▶ [SHORT PROBLEM]: Reproduce all of the material below, requests included, and shift every pixel coordinate in the answer points by -104. Leave the pictures out.

--- start of MATERIAL FOR THIS EXERCISE ---

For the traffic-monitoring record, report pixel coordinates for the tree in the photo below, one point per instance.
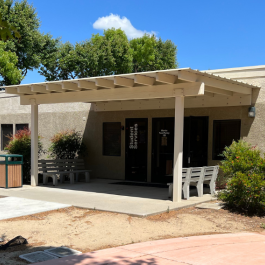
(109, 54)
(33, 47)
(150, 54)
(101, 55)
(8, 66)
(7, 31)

--- end of MATERIAL FOR THIS EXERCISE ---

▶ [SOLUTION]:
For the traffic-monitoring record, report pixel coordinates for the tree in the photo below, one point per instance.
(5, -50)
(-71, -57)
(46, -50)
(-3, -49)
(-96, -38)
(-97, -73)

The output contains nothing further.